> ENTRIES SHOWN:
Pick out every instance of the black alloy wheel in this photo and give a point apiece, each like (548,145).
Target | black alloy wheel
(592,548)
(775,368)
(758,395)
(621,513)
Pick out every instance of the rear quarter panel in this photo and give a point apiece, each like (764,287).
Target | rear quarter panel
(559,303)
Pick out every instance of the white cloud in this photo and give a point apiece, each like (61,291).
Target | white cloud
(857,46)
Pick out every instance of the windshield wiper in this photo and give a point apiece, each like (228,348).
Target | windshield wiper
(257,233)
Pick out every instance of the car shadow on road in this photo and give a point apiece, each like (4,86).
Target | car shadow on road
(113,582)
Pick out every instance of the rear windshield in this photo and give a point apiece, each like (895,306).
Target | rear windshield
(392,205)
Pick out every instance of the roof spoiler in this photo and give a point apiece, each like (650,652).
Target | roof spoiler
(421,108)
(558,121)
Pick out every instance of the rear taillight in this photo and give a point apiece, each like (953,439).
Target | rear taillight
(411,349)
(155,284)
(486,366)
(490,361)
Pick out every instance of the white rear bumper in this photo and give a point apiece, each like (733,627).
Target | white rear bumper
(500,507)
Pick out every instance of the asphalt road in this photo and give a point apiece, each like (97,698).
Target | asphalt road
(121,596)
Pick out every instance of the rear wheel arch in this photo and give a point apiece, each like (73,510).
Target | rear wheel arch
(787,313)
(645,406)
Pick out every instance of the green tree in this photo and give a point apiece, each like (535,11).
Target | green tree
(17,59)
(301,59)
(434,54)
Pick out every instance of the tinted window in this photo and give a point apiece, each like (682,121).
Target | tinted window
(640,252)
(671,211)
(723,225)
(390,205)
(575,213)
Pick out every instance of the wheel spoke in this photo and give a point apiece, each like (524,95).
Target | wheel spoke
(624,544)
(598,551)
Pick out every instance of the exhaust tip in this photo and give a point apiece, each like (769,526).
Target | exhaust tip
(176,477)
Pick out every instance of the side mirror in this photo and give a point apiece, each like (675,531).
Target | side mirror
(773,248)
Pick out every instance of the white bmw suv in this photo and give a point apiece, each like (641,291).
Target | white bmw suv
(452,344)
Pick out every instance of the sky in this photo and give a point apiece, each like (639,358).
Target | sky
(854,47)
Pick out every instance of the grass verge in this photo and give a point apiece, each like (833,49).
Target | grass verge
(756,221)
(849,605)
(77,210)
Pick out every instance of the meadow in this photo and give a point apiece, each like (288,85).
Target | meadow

> TASK DESCRIPTION: Copy out the listing word for word, from the line containing "Pick out every instance of the side" down through its final line, including both of those lines.

> ANSWER TO THIS EXERCISE:
Pick out every instance of the side mirror in this photo and give a point apiece, each like (675,531).
Target | side mirror
(773,248)
Pick out every instance of the white bmw suv in this photo and give a point apiece, each like (641,291).
Target | white bmw suv
(452,344)
Pick out every instance of the sky in this photo and give a point apiece, each like (639,358).
Target | sky
(854,47)
Pick out every instance of the grass verge in this photo and give a point apiece, each like (833,49).
Target | grass verge
(756,221)
(849,605)
(77,210)
Pick out every instance of the meadow in this photo and give a point apiece, each like (288,85).
Target | meadow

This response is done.